**Questions**
1 > Translate this sentence from the HIV/AIDS survivors text into Spanish: "Sawyer, who is still active in ACT UP, said it was in ’96 when things changed for him."
2 > Continue the text about people living with HIV/AIDS from its final sentence.

Vergel’s boyfriend, Calvin, died of “wasting” in 1992, as Vergel described it. Vergel, because he is among the men whose virus mutated and was aggressive, said he didn’t have an undetectable viral load until just four years ago. It was only then, he said, that he breathed a sigh of relief.

“At the beginning, you wonder how long this one is going to last,” Vergel said of each new treatment. “But then I wondered two years ago, maybe this is it.”

Sawyer, who is still active in ACT UP, said it was in ’96 when things changed for him.

“The protease inhibitors came out in ’96, and my health started rebounding pretty miraculously — the Lazarus effect that people often write about,” he said, referring to the experience of being on death’s door and then being revived.

He also said it was around this time when it finally became profitable for pharmaceutical companies to get involved in the research and production of HIV treatment.

An ongoing battle

According to King, Vergel and Sawyer, the fight against HIV/AIDS is far from over. For Sawyer, there are many vulnerable communities still at risk, and he said drug companies are still putting profit over the wellbeing of people with HIV.

**Excerpted data**
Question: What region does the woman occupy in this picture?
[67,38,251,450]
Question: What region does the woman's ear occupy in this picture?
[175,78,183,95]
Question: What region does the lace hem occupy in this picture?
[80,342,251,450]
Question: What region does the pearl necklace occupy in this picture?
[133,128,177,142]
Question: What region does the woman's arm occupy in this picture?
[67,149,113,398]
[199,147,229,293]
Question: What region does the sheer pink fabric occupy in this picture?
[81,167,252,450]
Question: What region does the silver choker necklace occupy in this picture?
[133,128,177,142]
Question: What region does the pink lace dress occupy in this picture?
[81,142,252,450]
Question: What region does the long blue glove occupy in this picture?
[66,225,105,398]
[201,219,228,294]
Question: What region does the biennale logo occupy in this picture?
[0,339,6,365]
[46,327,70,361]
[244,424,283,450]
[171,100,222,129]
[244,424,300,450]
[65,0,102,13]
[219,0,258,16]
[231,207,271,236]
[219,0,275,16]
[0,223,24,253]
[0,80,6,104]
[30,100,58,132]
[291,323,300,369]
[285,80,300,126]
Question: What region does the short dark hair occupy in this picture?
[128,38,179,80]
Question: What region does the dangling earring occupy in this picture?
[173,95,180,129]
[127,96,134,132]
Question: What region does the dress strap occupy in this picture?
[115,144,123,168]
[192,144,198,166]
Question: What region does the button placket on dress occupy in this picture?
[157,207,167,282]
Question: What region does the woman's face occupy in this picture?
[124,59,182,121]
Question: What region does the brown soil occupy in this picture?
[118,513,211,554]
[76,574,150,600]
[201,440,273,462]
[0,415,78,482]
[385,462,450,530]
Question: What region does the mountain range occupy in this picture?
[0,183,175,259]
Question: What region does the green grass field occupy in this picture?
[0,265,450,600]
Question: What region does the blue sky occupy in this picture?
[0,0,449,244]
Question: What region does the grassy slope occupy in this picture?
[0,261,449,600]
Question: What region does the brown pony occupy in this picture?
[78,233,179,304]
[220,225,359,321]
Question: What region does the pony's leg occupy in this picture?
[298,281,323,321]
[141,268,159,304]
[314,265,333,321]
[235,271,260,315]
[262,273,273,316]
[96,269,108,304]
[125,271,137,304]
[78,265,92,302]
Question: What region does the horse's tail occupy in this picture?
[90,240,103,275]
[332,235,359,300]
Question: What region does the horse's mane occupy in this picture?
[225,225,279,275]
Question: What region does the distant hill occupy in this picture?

**Written responses**
1 > Sawyer, que sigue activo en ACT UP, dijo que fue en el 96 cuando las cosas cambiaron para él.

2 >
“We really have to work on social equity and equitable actions to health care and to HIV education testing treatment,” he said. “There are so many people, poor people and people in rural areas, trans people and people of color, who don’t have equitable access to testing or treatment, and they continue to die of AIDS.”

 Mark S. King Jonathan Timmes

Vergel said while advancements in treatment like pre-exposure prophylaxis (PrEP) are now available and can reduce the viral loads of people with HIV to undetectable, people with HIV still die before they should, and the mental and emotional scars linger.

“Some of us have PTSD,” he said. “But some of us have managed to put that aside, because life goes on. We are celebrating the success of anti-retrovirals. Every gay man should be on PrEP, and every gay man should get tested.”

King has since immersed himself in the world of HIV activism, running the website My Fabulous Disease, where he writes about his experience that began with a phone call in West Hollywood in 1985. He said he wants a new generation of gay men to be proud of the community they come from.

“We stepped up and faced down primal fear and hatred at a time when no one else would take care of us,” he said. “We took care of one another.”